Assigned task =>
Below are the records. State how many of their lines hold the word "clicks", and add nothing else.

Stored data:
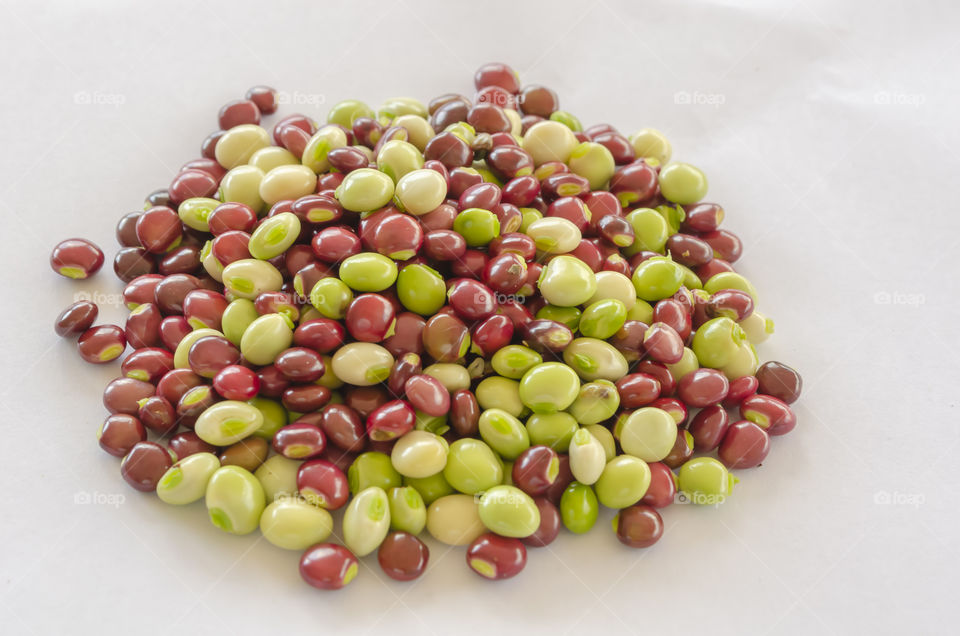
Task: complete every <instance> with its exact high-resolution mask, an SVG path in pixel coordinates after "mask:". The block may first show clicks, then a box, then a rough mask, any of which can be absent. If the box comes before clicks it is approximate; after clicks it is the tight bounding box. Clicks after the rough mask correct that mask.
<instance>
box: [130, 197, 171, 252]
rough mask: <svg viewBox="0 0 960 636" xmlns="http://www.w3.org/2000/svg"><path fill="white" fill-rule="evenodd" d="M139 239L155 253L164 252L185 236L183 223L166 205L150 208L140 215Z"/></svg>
mask: <svg viewBox="0 0 960 636" xmlns="http://www.w3.org/2000/svg"><path fill="white" fill-rule="evenodd" d="M136 231H137V240H138V241H139V242H140V245H141V246H142V247H143V248H144V249H145V250H147V251H148V252H151V253H153V254H162V253H164V252H166V251H167V250H169V249H170V248H171V247H173V246H174V245H176V244H177V242H178V241H180V239H181V237H182V236H183V224H182V223H181V222H180V217H179V216H178V215H177V213H176V212H175V211H174V210H171V209H170V208H168V207H165V206H158V207H155V208H150V209H149V210H147V211H146V212H144V213H143V214H141V215H140V218H139V219H137V225H136Z"/></svg>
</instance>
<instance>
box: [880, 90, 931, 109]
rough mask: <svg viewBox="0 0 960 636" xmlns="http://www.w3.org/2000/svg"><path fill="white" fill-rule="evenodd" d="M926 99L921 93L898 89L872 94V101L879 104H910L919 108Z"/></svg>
mask: <svg viewBox="0 0 960 636" xmlns="http://www.w3.org/2000/svg"><path fill="white" fill-rule="evenodd" d="M926 101H927V96H926V95H924V94H923V93H901V92H899V91H877V92H876V93H874V94H873V103H874V104H878V105H880V106H910V107H913V108H920V107H921V106H923V105H924V104H925V103H926Z"/></svg>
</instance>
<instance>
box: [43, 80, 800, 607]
mask: <svg viewBox="0 0 960 636" xmlns="http://www.w3.org/2000/svg"><path fill="white" fill-rule="evenodd" d="M474 83H475V87H476V94H475V95H474V97H473V99H472V100H471V99H468V98H467V97H465V96H463V95H459V94H453V93H450V94H446V95H441V96H440V97H437V98H435V99H433V100H431V101H430V102H429V104H427V105H424V104H423V103H422V102H420V101H418V100H416V99H412V98H406V97H401V98H396V99H391V100H388V101H387V102H386V103H385V104H383V106H381V108H380V109H379V110H376V111H375V110H373V109H372V108H370V107H369V106H368V105H367V104H365V103H363V102H361V101H357V100H345V101H342V102H340V103H338V104H336V105H335V106H334V107H333V108H332V109H331V110H330V112H329V113H327V117H326V123H324V124H320V123H318V122H316V121H314V120H313V119H312V118H311V117H308V116H305V115H296V114H295V115H289V116H286V117H284V118H282V119H280V120H279V121H277V122H276V123H275V124H274V125H273V127H272V130H270V129H268V128H266V127H264V126H262V125H261V117H262V116H263V115H269V114H272V113H274V112H275V111H276V108H277V100H276V94H275V92H274V91H273V90H272V89H270V88H267V87H263V86H258V87H255V88H252V89H250V91H249V92H248V93H247V95H246V97H245V99H243V100H239V101H234V102H230V103H229V104H226V105H225V106H224V107H223V108H222V109H221V110H220V113H219V125H220V130H218V131H216V132H214V133H212V134H211V135H210V136H209V137H207V138H206V139H205V140H204V141H203V144H202V146H201V155H202V156H201V157H200V158H198V159H195V160H193V161H190V162H188V163H187V164H185V165H184V166H183V169H182V170H181V171H180V173H179V174H177V175H176V177H175V178H174V179H173V181H172V182H171V183H170V185H169V187H167V188H166V189H162V190H157V191H156V192H153V193H152V194H150V195H149V196H148V197H147V199H146V204H145V206H144V209H143V210H142V211H136V212H131V213H129V214H127V215H125V216H123V217H122V218H121V219H120V222H119V224H118V225H117V240H118V241H119V243H120V246H121V247H120V250H119V252H118V253H117V255H116V258H115V259H114V270H115V271H116V274H117V276H119V277H120V279H121V280H123V281H124V282H125V283H126V288H125V289H124V291H123V298H124V302H125V303H126V305H127V307H128V308H129V309H130V315H129V317H128V318H127V321H126V325H125V326H124V327H120V326H117V325H99V326H94V323H95V321H96V319H97V313H98V310H97V306H96V305H95V304H93V303H91V302H78V303H75V304H74V305H71V306H70V307H68V308H67V309H66V310H64V312H63V313H62V314H61V315H60V316H59V317H58V319H57V321H56V331H57V333H58V334H60V335H61V336H65V337H79V340H78V344H77V346H78V349H79V352H80V355H81V356H82V357H83V358H84V359H85V360H87V361H89V362H94V363H107V362H110V361H112V360H116V359H118V358H119V357H120V356H121V355H122V354H123V352H124V351H125V350H126V348H127V347H128V346H129V347H130V348H131V349H132V351H131V352H130V353H129V354H128V355H127V356H126V357H125V358H124V359H123V361H122V363H121V364H120V371H121V376H120V377H118V378H117V379H115V380H113V381H112V382H110V384H109V385H108V386H107V388H106V390H105V391H104V394H103V402H104V405H105V406H106V408H107V411H108V412H109V415H108V416H107V418H106V421H105V422H104V423H103V425H102V427H101V428H100V431H99V442H100V446H101V447H102V448H103V449H104V450H105V451H107V452H108V453H110V454H112V455H115V456H117V457H121V458H123V459H122V462H121V464H120V472H121V474H122V476H123V479H125V480H126V481H127V483H128V484H130V486H132V487H133V488H136V489H137V490H141V491H145V492H155V493H156V495H157V497H159V499H160V500H161V501H163V502H166V503H168V504H171V505H188V504H192V503H194V502H198V501H200V500H203V501H204V503H205V505H206V509H207V512H208V514H209V517H210V521H211V522H212V523H213V525H214V526H216V527H217V528H219V529H221V530H223V531H224V532H229V533H234V534H247V533H251V532H255V531H256V530H258V529H259V530H260V532H262V533H263V536H264V537H265V538H266V539H267V540H268V541H270V542H271V543H273V544H274V545H276V546H277V547H279V548H282V549H286V550H297V551H302V552H303V556H302V558H301V560H300V573H301V575H302V577H303V578H304V579H305V580H306V581H307V582H308V583H309V584H311V585H313V586H315V587H318V588H323V589H336V588H340V587H343V586H344V585H346V584H347V583H349V582H350V581H351V580H352V579H353V578H354V576H355V575H356V574H357V571H358V558H361V557H364V556H366V555H370V554H373V553H374V552H376V553H377V558H378V560H379V563H380V566H381V567H382V569H383V572H384V573H386V574H387V575H388V576H390V577H392V578H394V579H398V580H403V581H405V580H410V579H414V578H416V577H418V576H419V575H420V574H422V573H423V571H424V570H425V569H426V566H427V563H428V559H429V550H428V547H427V545H426V544H425V543H424V542H423V541H421V539H420V538H419V536H420V535H421V534H422V533H423V531H424V530H426V531H427V532H428V533H429V534H430V535H431V536H432V537H433V538H434V539H435V540H437V541H439V542H440V543H445V544H449V545H456V546H466V562H467V565H468V566H469V567H470V568H471V569H473V570H474V571H475V572H476V573H477V574H479V575H480V576H482V577H485V578H488V579H503V578H508V577H512V576H514V575H516V574H517V573H518V572H520V570H522V569H523V568H524V565H525V564H526V560H527V552H526V551H527V548H528V547H539V546H545V545H547V544H549V543H550V542H552V541H553V540H554V539H555V538H556V537H557V535H558V533H559V532H560V531H561V528H566V530H567V531H569V532H572V533H575V534H579V533H584V532H587V531H589V530H590V529H591V528H592V527H593V525H594V524H595V522H596V520H597V517H598V511H599V508H600V506H605V507H608V508H613V509H616V510H618V511H619V512H618V513H617V515H616V517H615V520H614V524H613V526H614V533H615V534H616V536H617V538H618V539H619V540H620V541H621V542H622V543H623V544H625V545H627V546H631V547H639V548H642V547H647V546H650V545H652V544H654V543H655V542H656V541H657V540H658V539H659V538H660V536H661V534H662V532H663V521H662V519H661V516H660V510H662V509H663V508H664V507H666V506H669V505H670V504H671V503H672V502H674V501H675V499H676V498H677V497H684V498H686V499H687V500H689V501H691V502H693V503H696V504H716V503H719V502H721V501H723V499H724V498H725V497H726V496H727V495H728V494H729V493H730V491H731V488H732V487H733V485H734V483H735V482H736V481H737V480H736V479H735V478H734V477H733V476H732V475H731V474H730V472H729V471H730V470H731V469H733V470H742V469H748V468H752V467H755V466H758V465H759V464H760V463H761V462H762V461H763V460H764V459H765V458H766V456H767V453H768V452H769V450H770V445H771V442H770V436H775V435H783V434H785V433H788V432H790V431H791V430H792V429H793V428H794V426H795V424H796V417H795V415H794V413H793V411H792V410H791V407H790V406H789V405H790V404H791V403H792V402H794V401H795V400H796V399H797V398H798V396H799V393H800V388H801V380H800V376H799V375H798V374H797V373H796V372H795V371H794V370H793V369H791V368H790V367H788V366H786V365H784V364H781V363H779V362H767V363H766V364H762V365H761V364H760V362H759V360H758V357H757V353H756V350H755V348H754V345H756V344H759V343H760V342H763V341H764V340H765V339H766V338H767V337H768V336H769V335H770V333H771V332H772V331H773V323H772V322H771V321H770V320H769V319H768V318H766V317H765V316H764V315H762V314H761V313H760V312H759V311H757V298H758V296H757V292H756V290H755V289H754V287H753V285H752V284H751V283H750V282H749V281H748V280H747V279H746V278H744V277H743V276H742V275H740V274H738V273H736V272H735V271H734V268H733V266H732V263H733V262H734V261H736V260H737V259H738V258H739V257H740V254H741V249H742V246H741V242H740V240H739V239H738V238H737V236H736V235H734V234H733V233H731V232H729V231H727V230H725V229H721V228H720V223H721V221H722V220H723V217H724V211H723V208H722V207H721V206H719V205H717V204H715V203H705V202H703V201H702V199H703V198H704V196H705V195H706V193H707V179H706V177H705V176H704V175H703V173H702V172H701V171H700V170H698V169H697V168H695V167H694V166H692V165H690V164H687V163H678V162H672V161H671V160H670V159H671V147H670V143H669V142H668V141H667V139H666V138H665V137H664V136H663V135H662V134H661V133H659V132H657V131H656V130H653V129H650V128H647V129H643V130H640V131H639V132H637V133H636V134H634V135H633V136H631V137H629V138H628V137H626V136H624V135H622V134H621V133H620V132H618V131H617V130H616V129H615V128H614V127H612V126H610V125H607V124H598V125H595V126H591V127H589V128H586V129H583V128H582V127H581V124H580V122H579V121H578V119H577V118H576V117H575V116H574V115H572V114H570V113H569V112H566V111H563V110H559V109H558V100H557V96H556V94H555V93H554V92H553V91H552V90H550V89H549V88H547V87H544V86H535V85H533V86H526V87H521V85H520V82H519V79H518V77H517V75H516V73H515V72H514V71H513V70H512V69H511V68H509V67H508V66H506V65H503V64H488V65H485V66H483V67H481V68H480V69H479V70H478V71H477V73H476V75H475V77H474ZM50 262H51V266H52V267H53V269H54V270H55V271H56V272H58V273H60V274H62V275H64V276H67V277H70V278H75V279H83V278H86V277H88V276H90V275H91V274H93V273H95V272H96V271H97V270H98V269H99V268H100V267H101V265H102V264H103V253H102V252H101V250H100V249H99V248H97V247H96V246H95V245H93V244H92V243H90V242H89V241H86V240H83V239H70V240H67V241H64V242H63V243H61V244H59V245H58V246H57V247H56V248H55V249H54V251H53V254H52V255H51V259H50ZM336 510H341V511H342V521H338V522H337V523H335V520H334V518H333V517H332V516H331V512H332V511H336ZM339 516H340V515H339V514H338V517H339ZM337 526H339V527H340V532H337V530H336V527H337ZM331 537H335V538H336V539H337V542H333V541H330V539H331Z"/></svg>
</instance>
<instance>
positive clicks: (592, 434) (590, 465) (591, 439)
mask: <svg viewBox="0 0 960 636" xmlns="http://www.w3.org/2000/svg"><path fill="white" fill-rule="evenodd" d="M569 453H570V472H571V473H573V478H574V479H576V480H577V481H579V482H580V483H581V484H587V485H588V486H590V485H592V484H594V483H596V481H597V480H598V479H600V473H602V472H603V467H604V466H606V465H607V454H606V451H605V450H604V449H603V444H601V443H600V440H598V439H597V438H596V437H594V436H593V434H592V433H591V432H590V431H588V430H587V429H585V428H581V429H580V430H578V431H577V432H576V433H574V434H573V439H572V440H570V449H569Z"/></svg>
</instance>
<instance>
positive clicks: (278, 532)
mask: <svg viewBox="0 0 960 636" xmlns="http://www.w3.org/2000/svg"><path fill="white" fill-rule="evenodd" d="M332 531H333V517H331V516H330V513H329V512H327V511H326V510H324V509H323V508H317V507H316V506H311V505H310V504H308V503H307V502H306V501H303V500H302V499H299V498H295V497H284V498H282V499H278V500H277V501H274V502H271V503H270V504H269V505H268V506H267V507H266V508H265V509H264V510H263V514H262V515H260V532H261V533H262V534H263V538H264V539H266V540H267V541H269V542H270V543H272V544H273V545H275V546H277V547H278V548H283V549H284V550H305V549H306V548H309V547H310V546H312V545H313V544H314V543H320V542H321V541H325V540H326V539H327V537H329V536H330V533H331V532H332Z"/></svg>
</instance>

Task solution =>
3